Problem requirements
With the images removed, repeat the data below exactly.

Material provided
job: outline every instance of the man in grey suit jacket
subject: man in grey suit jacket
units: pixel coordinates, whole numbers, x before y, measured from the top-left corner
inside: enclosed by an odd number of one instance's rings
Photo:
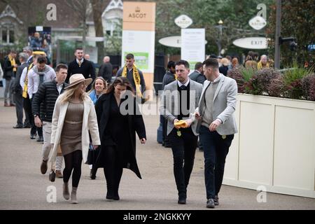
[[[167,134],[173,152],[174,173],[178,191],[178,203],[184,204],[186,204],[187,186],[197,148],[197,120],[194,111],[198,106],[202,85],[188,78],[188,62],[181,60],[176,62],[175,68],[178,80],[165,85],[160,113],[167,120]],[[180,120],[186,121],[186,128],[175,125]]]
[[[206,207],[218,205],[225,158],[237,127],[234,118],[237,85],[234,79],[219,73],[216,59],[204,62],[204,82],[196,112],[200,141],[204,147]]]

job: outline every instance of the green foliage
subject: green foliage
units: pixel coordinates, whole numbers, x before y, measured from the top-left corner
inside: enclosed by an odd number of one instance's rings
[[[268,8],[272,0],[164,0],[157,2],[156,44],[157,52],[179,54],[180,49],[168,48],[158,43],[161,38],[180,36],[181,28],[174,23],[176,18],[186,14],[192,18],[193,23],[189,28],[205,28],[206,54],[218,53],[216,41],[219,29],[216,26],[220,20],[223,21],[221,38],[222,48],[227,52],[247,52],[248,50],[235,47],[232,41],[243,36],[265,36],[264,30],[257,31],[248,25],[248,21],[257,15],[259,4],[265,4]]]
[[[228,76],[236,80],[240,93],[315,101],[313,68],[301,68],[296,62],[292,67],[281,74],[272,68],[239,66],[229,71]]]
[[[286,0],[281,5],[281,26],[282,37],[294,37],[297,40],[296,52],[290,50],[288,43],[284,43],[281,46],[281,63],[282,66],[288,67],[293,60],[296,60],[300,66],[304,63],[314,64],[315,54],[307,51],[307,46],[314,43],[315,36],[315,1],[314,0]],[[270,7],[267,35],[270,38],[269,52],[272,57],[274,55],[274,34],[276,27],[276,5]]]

Result of the task
job: outline every instance of the man in grey suit jacket
subject: man in grey suit jacket
units: pixel coordinates, whole numbers, x before y, measured from the top-left corner
inside: enclosed by an odd number of one instance's rings
Photo:
[[[167,134],[173,152],[174,173],[178,191],[178,203],[184,204],[186,204],[187,186],[197,148],[197,120],[194,111],[198,106],[202,85],[188,78],[188,62],[181,60],[176,62],[175,68],[178,80],[165,85],[160,113],[167,120]],[[180,120],[186,121],[186,128],[175,125]]]
[[[206,207],[218,205],[225,158],[237,127],[234,118],[237,85],[234,79],[219,73],[216,59],[204,62],[204,82],[196,112],[200,141],[204,147]]]

job: outline every instance of the green foliage
subject: green foliage
units: pixel coordinates, whole numbers, x before y, measured from the top-left corner
inside: enclosed by an odd number of one instance's rings
[[[268,8],[272,0],[164,0],[157,2],[156,44],[157,52],[179,54],[180,49],[168,48],[158,43],[161,38],[180,36],[181,28],[174,23],[176,18],[186,14],[192,18],[193,23],[189,28],[205,28],[206,54],[218,53],[216,41],[219,29],[216,26],[220,20],[223,21],[221,38],[222,48],[227,52],[247,52],[248,50],[235,47],[232,41],[243,36],[265,36],[264,30],[257,31],[248,25],[248,21],[257,15],[259,4],[265,4]]]
[[[228,76],[236,80],[240,93],[315,101],[313,68],[301,68],[296,62],[292,67],[281,74],[272,68],[239,66],[229,71]]]
[[[286,0],[281,5],[281,26],[282,37],[294,37],[297,40],[296,52],[290,50],[288,43],[284,43],[281,46],[281,63],[282,66],[288,67],[293,60],[296,60],[300,66],[304,63],[314,64],[315,54],[307,51],[307,46],[314,43],[315,36],[315,1],[314,0]],[[270,7],[267,35],[270,38],[269,52],[272,57],[274,55],[274,34],[276,27],[276,5]]]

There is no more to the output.